▸ EXCERPT TO READ
★ ★ ★ ★ ★
Tuesday, March 3, 2009

Cornerstone of a true democracy

Democratic jargon saturates our national news but very little is discussed about its principle’s very foundations. All those talk about the Edsa “people power” revolutions, the 2010 elections, as well as, who will be the best candidate for president are all meaningless unless the cornerstone of a truly democratic edifice is present--economic democracy.

Economic democracy, or the power of the people over “the production, development and management of their own material wealth,” is the sine qua non for genuine political democracy. In a society such as ours where the economy is directly controlled by a dozen families, there is no hope for genuine democracy; only an oligarchy or plutocracy by a super-wealthy few.

While it is true that a plutocracy under neo-colonial subjugation has always been the prevailing political-economic reality in the Philippines after World War II, there have been ebbs and flows in our economic democracy--or in efforts toward it.

The two relatively fundamental facets of economic democracy--national economic sovereignty and popular economic independence--have seen meager successes in RP’s modern history.

During the period of President Carlos P. Garcia’s “Filipino First Policy,” national economic sovereignty was purposefully asserted--an effort which could have made us the first Asean “Tiger economy.” This was later aborted when the US and the American Manufacturers Association succeeded in their $200,000-support for Garcia’s rival, Diosdado Macapagal.

Macapagal then brought Philippine economic democracy to its lowest point with his “Decontrol” program that removed currency and capital controls on the nation’s money, paving the way for luxury importations to quadruple RP’s national debt to a high of $360 million from Garcia’s $80 million while leading to the “deconstruction” of our budding manufacturing sector.

Marcos beat Macapagal alright, and later, Sergio Osmeña Jr., in very expensive elections. And it appears that he planned to govern in two phases: the first, with an economic program based on a combination of Japanese war reparations for construction of transport and other infrastructure, and IMF-WB funded programs for tourism facilities, upon which he piggybacked the second phase, which was to be his national development program for economic self-sufficiency.

This supposed second phase still held out the best prospects since Garcia’s “Filipino first Policy” for the nation to keep pace with the rising tiger cubs in the region-- Taiwan , South Korea , and Singapore --while we were still ahead of Malaysia and Thailand .

A national oil company was established; a diversified energy program stressing indigenous and alternative sources was initiated (geothermal energy started under Marcos, as were thousands of mini-hydros); cotton and ramie were being grown in Mindanao; synthetic textile fibers were spun by Filsyn; grapes were being grown in Cebu and Ilocos; integrated aluminum, copper and steel mills were commissioned; and in the economic crunch of 1983 after the Ninoy Aquino assassination, Marcos even instituted informal currency and capital controls through the so-called “Binondo Central Bank.”
★ ★ ★ ★ ★
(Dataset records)

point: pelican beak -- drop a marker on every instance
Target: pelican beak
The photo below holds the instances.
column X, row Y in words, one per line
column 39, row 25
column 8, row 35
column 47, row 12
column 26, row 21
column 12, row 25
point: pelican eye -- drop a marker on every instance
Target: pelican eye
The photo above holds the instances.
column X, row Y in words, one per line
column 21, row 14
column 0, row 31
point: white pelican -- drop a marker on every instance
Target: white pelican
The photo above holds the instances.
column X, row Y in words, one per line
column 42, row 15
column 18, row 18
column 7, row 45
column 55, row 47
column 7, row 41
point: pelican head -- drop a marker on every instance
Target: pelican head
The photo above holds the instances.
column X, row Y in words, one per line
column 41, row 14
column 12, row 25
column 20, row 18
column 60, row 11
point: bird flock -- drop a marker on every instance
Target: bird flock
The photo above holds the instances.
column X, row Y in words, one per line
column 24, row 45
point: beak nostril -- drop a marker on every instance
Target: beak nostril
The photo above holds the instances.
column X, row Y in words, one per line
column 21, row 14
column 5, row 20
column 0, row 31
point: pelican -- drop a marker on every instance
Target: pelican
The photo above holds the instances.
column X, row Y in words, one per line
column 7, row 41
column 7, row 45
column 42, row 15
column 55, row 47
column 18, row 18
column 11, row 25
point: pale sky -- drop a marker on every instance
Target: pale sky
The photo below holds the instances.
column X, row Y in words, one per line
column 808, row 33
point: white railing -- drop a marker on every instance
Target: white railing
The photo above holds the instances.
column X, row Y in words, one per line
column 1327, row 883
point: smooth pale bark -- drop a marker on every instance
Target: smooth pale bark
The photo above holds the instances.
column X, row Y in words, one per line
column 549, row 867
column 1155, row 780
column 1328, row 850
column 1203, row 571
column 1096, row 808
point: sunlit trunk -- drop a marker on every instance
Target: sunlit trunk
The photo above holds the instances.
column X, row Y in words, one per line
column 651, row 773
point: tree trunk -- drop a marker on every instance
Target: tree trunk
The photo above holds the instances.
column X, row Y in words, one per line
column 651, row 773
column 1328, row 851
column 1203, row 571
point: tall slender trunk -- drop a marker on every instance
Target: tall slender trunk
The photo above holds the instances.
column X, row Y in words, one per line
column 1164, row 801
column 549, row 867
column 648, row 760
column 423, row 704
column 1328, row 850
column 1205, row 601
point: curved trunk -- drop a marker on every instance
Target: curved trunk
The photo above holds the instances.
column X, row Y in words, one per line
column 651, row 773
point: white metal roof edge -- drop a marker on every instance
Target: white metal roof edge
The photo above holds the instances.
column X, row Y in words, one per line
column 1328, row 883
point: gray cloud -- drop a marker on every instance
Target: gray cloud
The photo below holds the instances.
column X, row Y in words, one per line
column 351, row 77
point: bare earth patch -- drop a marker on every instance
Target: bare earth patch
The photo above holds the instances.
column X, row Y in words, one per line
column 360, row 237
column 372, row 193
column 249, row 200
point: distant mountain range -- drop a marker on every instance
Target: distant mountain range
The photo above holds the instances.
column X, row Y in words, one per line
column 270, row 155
★ ★ ★ ★ ★
▸ CHALLENGES
1 > Translate this sentence from the article on economic democracy into Spanish: "The two relatively fundamental facets of economic democracy--national economic sovereignty and popular economic independence--have seen meager successes in RP’s modern history."
2 > From the article on economic democracy, extract the passage from "Tuesday, March 3, 2009" to "a super-wealthy few.".

▸ PER-TASK OUTPUTS
1 > Las dos facetas relativamente fundamentales de la democracia económica —la soberanía económica nacional y la independencia económica popular— han tenido escasos éxitos en la historia moderna de RP.

2 >
Tuesday, March 3, 2009

Cornerstone of a true democracy

Democratic jargon saturates our national news but very little is discussed about its principle’s very foundations. All those talk about the Edsa “people power” revolutions, the 2010 elections, as well as, who will be the best candidate for president are all meaningless unless the cornerstone of a truly democratic edifice is present--economic democracy.

Economic democracy, or the power of the people over “the production, development and management of their own material wealth,” is the sine qua non for genuine political democracy. In a society such as ours where the economy is directly controlled by a dozen families, there is no hope for genuine democracy; only an oligarchy or plutocracy by a super-wealthy few.